== Text

Mary then decided to aim for the women's mini-marathon. She worked out three times a week running two miles in a local park. On Saturdays she and I jogged and bantered, and she completed two loops of the reservoir (about 3 1/2 miles). After this test, she was ready for the hilly roads of Central Park. We ran with a group of 20 men and women. Chatting all the way, they hardly noticed the hills, and all finished enthusiastically. The next Saturday, Mary Rodriguez ran five miles. The week before the mini, she and several others like her ran the entire six-mile course comfortably. Just 70 days after her first run, Mary started the 6.2-mile race, and finished in one hour and 13 minutes. She had progressed from a 55-year-old woman who hadn't exercised in 35 years to a smiling, energetic "fun racer" in 10 weeks! As she says, "Stick with it. It's worth it."
Your best bet for a first race is a local "fun run" of two to six miles for which no awards are given or places recorded. Competition is minimized. Your next best bet for a first race is to run it with a friend who is willing to chat with you all the way, holding you back at the start when you feel like quitting. Whatever you do, the key word is "finish."
It's important to realize that you can walk during a race if you have to. You may need a slight breather or perhaps the hills may be too much for you. Your goal, of course, is to run to the finish nonstop with comfort.
Food and drink Beginners should not worry about pre-race diets. On race day, don't eat anything unusual, and nothing at all for few hours before the race. Do drink liquids, including while you are running.
Beginner competitors tend to wear too much clothing, or race in new shoes. Your body will heat up during a race, and even clothing that's comfortable for a training run may become uncomfortable in the heat of competition. A proper shoe should provide support and cupping of the heel, firm arch supprt, protection of the ball of the foot and flexibility. New shoes should be broken in gradually or they'll cause blisters.
The morning of your first race may find your heat pounding. Pre-race nerves strike the fast and slow. Standing among the crowd of runners you may suddenly feel all alone, insecure, intimidated.

====
== Data

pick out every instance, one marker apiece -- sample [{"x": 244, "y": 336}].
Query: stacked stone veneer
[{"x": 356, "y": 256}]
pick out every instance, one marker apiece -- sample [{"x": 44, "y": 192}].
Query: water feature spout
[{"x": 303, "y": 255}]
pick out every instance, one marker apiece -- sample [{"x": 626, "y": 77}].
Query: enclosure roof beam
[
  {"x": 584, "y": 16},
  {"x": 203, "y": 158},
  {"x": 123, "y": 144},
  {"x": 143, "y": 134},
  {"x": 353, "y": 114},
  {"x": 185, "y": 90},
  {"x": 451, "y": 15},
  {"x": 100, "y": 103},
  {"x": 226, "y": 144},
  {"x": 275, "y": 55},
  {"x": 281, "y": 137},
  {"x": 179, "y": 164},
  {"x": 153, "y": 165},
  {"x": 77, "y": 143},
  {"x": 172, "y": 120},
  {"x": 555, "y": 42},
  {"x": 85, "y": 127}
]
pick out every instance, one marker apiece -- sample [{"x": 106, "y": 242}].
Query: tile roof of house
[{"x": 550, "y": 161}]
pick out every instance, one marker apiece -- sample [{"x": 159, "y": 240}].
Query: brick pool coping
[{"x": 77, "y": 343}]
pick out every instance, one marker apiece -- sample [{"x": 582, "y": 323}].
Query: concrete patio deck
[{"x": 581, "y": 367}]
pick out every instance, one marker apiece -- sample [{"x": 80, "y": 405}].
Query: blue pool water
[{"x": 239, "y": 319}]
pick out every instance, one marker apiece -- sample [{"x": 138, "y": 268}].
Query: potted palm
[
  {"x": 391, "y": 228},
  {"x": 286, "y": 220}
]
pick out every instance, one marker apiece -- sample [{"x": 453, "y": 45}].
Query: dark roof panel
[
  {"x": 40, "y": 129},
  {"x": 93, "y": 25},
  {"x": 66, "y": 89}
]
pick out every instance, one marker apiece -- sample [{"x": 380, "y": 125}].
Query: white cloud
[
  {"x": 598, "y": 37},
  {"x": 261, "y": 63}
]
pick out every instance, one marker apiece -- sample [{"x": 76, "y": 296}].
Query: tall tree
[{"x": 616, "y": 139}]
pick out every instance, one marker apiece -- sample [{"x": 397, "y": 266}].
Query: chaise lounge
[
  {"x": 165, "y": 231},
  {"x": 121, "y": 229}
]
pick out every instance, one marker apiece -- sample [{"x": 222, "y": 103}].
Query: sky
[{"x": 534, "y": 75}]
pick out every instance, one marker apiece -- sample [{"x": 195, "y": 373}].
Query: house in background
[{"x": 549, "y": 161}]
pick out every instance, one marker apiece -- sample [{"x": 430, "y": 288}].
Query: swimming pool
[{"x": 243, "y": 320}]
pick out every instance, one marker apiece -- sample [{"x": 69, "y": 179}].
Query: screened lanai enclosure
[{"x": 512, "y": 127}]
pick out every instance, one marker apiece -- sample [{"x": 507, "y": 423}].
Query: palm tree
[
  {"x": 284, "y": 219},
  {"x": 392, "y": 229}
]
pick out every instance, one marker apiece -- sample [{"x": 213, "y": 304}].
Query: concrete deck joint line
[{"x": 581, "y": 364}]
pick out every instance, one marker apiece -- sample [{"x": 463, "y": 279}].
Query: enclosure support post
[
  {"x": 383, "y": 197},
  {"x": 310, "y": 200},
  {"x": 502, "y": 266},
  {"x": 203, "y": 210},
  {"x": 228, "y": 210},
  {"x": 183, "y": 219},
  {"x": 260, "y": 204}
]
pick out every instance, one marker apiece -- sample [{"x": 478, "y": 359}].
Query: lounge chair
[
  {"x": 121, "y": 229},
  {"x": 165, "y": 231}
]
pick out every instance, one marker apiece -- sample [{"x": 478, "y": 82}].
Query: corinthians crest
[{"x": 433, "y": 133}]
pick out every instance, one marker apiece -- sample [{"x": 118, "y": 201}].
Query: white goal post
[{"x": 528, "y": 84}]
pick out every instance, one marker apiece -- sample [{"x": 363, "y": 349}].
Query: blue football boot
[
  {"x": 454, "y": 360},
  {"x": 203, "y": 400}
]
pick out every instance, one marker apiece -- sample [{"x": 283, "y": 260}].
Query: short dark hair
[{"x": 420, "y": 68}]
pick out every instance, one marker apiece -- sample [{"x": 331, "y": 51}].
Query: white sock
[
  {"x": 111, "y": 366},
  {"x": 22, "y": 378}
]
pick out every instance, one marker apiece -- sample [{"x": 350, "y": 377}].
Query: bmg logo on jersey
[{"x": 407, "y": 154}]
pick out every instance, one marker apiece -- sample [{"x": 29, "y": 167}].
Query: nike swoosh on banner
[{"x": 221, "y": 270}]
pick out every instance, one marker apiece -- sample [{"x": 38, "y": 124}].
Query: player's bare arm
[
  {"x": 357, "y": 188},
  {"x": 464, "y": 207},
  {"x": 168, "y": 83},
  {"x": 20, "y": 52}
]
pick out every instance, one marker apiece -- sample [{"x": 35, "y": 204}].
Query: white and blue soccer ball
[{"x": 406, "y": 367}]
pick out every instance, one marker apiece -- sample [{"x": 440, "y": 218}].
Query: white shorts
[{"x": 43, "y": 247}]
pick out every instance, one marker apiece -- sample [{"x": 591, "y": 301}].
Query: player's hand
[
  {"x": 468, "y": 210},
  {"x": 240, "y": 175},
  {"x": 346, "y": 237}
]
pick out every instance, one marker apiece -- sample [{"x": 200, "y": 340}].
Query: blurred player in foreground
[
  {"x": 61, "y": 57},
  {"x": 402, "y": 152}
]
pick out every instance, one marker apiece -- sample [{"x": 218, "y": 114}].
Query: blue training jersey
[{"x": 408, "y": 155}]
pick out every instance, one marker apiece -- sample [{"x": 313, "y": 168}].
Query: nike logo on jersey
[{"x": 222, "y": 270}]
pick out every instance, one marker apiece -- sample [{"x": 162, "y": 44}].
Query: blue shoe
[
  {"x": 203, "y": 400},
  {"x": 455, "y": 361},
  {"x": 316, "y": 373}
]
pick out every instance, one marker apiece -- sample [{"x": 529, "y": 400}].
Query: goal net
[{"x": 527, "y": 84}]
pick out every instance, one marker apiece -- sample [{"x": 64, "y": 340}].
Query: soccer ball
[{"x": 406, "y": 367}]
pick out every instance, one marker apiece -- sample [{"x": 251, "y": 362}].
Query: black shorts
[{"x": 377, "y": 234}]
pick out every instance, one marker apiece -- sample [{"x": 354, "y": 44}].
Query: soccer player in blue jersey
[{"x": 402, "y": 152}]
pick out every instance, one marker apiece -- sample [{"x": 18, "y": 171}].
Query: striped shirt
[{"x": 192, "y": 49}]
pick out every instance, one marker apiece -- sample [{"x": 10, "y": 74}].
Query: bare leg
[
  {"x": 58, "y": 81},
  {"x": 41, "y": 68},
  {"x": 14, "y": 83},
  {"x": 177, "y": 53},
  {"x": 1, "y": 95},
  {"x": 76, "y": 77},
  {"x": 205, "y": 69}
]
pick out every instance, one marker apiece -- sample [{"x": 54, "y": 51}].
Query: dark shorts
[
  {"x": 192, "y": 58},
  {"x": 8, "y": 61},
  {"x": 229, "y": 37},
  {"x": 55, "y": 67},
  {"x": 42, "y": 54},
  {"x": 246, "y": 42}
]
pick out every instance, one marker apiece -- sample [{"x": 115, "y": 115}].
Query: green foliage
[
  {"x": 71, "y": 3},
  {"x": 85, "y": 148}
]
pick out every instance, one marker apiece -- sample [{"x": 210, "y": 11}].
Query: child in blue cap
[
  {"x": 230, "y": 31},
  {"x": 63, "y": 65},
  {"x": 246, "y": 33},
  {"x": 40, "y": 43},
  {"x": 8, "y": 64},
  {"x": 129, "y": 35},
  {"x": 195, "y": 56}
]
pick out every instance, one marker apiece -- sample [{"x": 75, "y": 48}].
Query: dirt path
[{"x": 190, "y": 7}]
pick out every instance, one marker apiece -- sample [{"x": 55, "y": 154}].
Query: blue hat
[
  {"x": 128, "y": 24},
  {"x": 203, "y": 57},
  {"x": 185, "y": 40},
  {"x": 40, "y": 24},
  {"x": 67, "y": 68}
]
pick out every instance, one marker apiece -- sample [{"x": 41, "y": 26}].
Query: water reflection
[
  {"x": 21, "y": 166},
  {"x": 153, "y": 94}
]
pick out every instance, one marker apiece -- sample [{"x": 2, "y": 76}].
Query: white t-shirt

====

» **Actions to take**
- a) Duplicate the stretch of the passage on first races from "The morning of" through "alone, insecure, intimidated.".
- b) Does the passage on first races support each statement below? Answer yes or no for each, and quote the words from the passage that decide it.
(i) Mary finished the 6.2-mile race in one hour and 13 minutes.
(ii) Beginners should follow a special diet before a race.
(iii) New shoes can be worn in a race without breaking them in first.
- c) Please resume the passage on first races, starting after its final sentence.

» **Responses to the exercise**
- a)
The morning of your first race may find your heat pounding. Pre-race nerves strike the fast and slow. Standing among the crowd of runners you may suddenly feel all alone, insecure, intimidated.

- b)
(i) Yes: "finished in one hour and 13 minutes"
(ii) No: "Beginners should not worry about pre-race diets."
(iii) No: "New shoes should be broken in gradually or they'll cause blisters."

- c)
Spend half an hour or more stretching, walking and talking, and preparing your mind and body for the race. Periodically jog for a few yards, and then stretch and relax.
The crack of the gun propels you along with the flowing mass of runners down the road. "Why did I start on this madness?" you scream. But you're off. You fight adrenalin and hold back. Maintain a comfortable, slightly slow pace. Find a group of runners going at your pace and join them. All will pull each other very easily for the first three miles. Then you hit a tough hill, or just run out of gas and feel the urge to quit. If you're running with a friend, encourage each other. Just knowing that you can always quit sometime is often enough to keep you going to the finish line.
I'm a veteran racer who's on the edge of quitting dozens of times in every one of my 300 races, and dropped out of only two of them. Once I had the flu, and another time a foot injury. If you become physically tired, slow your pace, walk or even walk slowly.
Nearing the finish line brings a new life, new confidence. The taste of personal victory overwhelms you; you drive toward the finish with a controlled spirit and uncontrolled smile. You finish out of breath and momentarily bend forward, hands resting on your knees as you catch your breath. Then you walk for a few minutes, stretch and relax. Now comes the fun: You brag to everyone in sight about how great you felt in your first race. Secretly, you'll begin plotting strategy for improving your time in the next race. After you stretch and shower, you can cheer the top runners and know that you, too, are a winner.